● **SELECTED EXCERPT**:

The male lead of the novel, the Marquess of Alverstoke, is thirty-seven years old, rich, cold-hearted, uninterested in marriage, and unwilling to become involved in the lives and fortunes of his various relatives. However, Miss Frederica Merryville, a distant country cousin, breaks through his defenses without even meaning to do so. By the end of the novel, of course, Alverstoke and Frederica are in love and well on their way to becoming a “good match.”

I’ve been reading several of Gerogette Heyer’s Regency and other romance novels, and I find them of uneven quality. They are rather predictable, but the journey to the happy, married ending is rather fun, IF I like the characters from near the beginning. On the other hand, as in The Devil’s Cub, if the characters are unbelievable or unlikeable in the extreme, displaying the worst characteristics of the time period and culture, then it’s hard to develop much sympathy for them or interest in their eventual fate.

● **ASSIGNMENT**:
Answer these questions about the book review.
(a) How old is the Marquess of Alverstoke?
(b) How is Miss Frederica Merryville related to him?
(c) Which novel does the writer give as an example of characters who are unbelievable or unlikeable in the extreme?
The entries after this have nothing to do with the book review.

● **INFORMATION**:
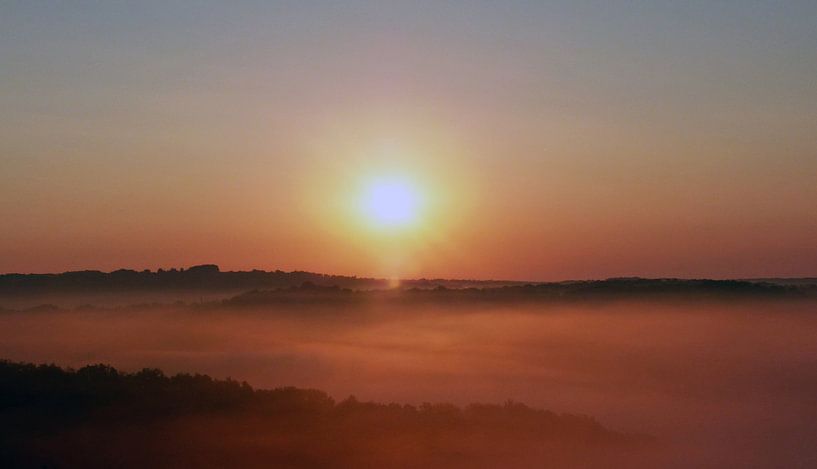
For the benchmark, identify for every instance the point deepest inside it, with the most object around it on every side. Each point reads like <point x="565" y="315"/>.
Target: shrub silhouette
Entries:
<point x="97" y="416"/>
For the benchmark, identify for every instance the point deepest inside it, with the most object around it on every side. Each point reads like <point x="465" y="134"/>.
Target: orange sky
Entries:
<point x="550" y="142"/>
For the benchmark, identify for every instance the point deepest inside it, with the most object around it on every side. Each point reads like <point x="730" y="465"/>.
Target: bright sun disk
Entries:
<point x="390" y="203"/>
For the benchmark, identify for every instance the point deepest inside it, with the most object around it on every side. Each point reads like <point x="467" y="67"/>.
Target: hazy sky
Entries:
<point x="550" y="140"/>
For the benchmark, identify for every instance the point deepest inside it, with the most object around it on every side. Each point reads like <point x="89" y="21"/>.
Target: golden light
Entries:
<point x="391" y="202"/>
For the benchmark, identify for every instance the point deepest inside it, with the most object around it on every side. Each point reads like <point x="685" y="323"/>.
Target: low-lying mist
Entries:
<point x="719" y="384"/>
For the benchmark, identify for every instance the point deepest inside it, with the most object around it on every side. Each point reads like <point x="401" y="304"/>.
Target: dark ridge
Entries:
<point x="611" y="289"/>
<point x="97" y="416"/>
<point x="201" y="277"/>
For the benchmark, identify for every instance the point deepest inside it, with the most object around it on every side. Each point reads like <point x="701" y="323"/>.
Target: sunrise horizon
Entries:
<point x="551" y="234"/>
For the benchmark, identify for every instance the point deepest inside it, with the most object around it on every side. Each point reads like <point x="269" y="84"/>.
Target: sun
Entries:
<point x="391" y="202"/>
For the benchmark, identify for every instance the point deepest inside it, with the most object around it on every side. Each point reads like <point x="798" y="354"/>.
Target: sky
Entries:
<point x="546" y="140"/>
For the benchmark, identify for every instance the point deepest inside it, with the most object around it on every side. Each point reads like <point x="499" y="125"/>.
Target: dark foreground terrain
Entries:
<point x="97" y="416"/>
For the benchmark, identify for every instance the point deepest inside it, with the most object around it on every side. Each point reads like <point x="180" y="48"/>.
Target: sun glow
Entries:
<point x="391" y="203"/>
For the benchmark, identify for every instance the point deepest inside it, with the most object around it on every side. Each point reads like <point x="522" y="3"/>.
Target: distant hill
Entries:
<point x="100" y="417"/>
<point x="203" y="277"/>
<point x="208" y="284"/>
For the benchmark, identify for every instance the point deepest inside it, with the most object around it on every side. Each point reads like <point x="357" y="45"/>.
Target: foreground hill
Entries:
<point x="99" y="417"/>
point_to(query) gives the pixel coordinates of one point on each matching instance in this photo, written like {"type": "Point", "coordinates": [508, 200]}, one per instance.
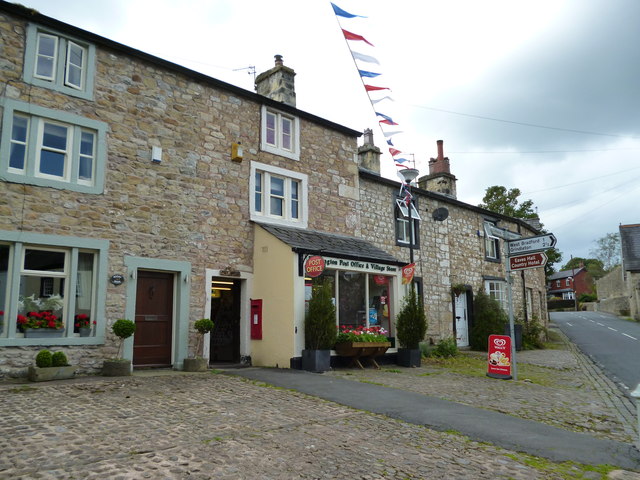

● **ANSWER TO THIS PROBLEM**:
(a) Thirty-seven.
(b) She is a distant country cousin.
(c) The Devil's Cub.